## Task description:
Search the records below for the word "ramp" and show every line where it occurs.

(Beginning of Provided material)

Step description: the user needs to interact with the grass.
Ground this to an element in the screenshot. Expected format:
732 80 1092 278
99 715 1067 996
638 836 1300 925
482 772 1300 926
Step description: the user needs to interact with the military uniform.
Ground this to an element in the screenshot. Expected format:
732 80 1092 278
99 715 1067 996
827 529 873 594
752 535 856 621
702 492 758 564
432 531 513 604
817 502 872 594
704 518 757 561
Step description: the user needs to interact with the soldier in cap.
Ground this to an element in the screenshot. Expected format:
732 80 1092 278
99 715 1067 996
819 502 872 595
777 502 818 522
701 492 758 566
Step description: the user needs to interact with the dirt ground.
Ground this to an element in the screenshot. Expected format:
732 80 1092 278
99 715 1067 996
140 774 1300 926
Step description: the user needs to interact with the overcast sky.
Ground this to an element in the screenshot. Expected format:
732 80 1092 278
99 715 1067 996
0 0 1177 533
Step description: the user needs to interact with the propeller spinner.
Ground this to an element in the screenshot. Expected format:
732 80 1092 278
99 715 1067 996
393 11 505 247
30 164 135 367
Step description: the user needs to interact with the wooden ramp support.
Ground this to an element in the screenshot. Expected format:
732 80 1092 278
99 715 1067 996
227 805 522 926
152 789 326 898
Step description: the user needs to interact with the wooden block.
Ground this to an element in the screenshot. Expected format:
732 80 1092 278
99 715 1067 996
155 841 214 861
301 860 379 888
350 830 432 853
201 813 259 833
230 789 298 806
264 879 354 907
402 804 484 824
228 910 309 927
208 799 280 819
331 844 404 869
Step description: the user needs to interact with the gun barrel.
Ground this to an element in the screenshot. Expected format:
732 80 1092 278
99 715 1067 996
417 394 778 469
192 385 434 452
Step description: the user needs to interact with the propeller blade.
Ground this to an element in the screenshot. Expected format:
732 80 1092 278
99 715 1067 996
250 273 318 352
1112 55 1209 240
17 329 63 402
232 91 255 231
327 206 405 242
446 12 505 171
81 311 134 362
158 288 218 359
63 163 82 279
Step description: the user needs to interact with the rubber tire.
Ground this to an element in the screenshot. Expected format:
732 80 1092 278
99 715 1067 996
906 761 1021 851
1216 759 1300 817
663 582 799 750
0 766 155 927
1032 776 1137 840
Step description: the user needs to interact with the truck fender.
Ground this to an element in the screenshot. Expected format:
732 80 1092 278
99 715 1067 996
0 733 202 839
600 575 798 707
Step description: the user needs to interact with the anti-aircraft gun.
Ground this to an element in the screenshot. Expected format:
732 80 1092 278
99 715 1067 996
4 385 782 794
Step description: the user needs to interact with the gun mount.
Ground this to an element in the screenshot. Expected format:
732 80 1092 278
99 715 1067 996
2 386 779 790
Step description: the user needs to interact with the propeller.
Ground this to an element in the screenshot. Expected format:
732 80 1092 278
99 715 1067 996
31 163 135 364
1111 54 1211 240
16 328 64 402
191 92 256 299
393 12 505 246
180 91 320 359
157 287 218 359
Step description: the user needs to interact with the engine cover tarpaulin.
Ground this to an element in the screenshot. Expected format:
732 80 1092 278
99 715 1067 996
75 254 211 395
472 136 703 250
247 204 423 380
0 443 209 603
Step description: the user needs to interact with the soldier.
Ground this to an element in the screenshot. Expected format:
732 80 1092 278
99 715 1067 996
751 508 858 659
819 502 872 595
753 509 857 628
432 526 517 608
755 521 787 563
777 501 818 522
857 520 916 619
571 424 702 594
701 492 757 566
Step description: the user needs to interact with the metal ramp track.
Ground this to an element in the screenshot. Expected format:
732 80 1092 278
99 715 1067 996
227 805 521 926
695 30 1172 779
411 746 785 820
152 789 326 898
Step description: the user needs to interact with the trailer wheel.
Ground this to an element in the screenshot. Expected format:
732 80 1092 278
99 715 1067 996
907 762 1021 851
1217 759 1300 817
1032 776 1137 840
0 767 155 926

(End of Provided material)

## Answer section:
Step description: the user needs to interact with the wooden ramp support.
Step description: the user needs to interact with the metal ramp track.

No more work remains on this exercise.